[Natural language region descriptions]
_ _ _ _

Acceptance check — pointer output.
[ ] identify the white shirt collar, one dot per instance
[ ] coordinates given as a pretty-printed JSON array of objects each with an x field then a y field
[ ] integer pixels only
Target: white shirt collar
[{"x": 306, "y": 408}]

_ _ _ _

# Problem requirements
Word for word, retype the lines from the one containing "[ ] identify" through the final line of the data, including both ends and nothing more.

# Written response
[ ] identify the white shirt collar, one dot per instance
[ ] coordinates given as a pretty-printed JSON array of objects each with an x field then a y field
[ ] integer pixels only
Target: white shirt collar
[{"x": 306, "y": 408}]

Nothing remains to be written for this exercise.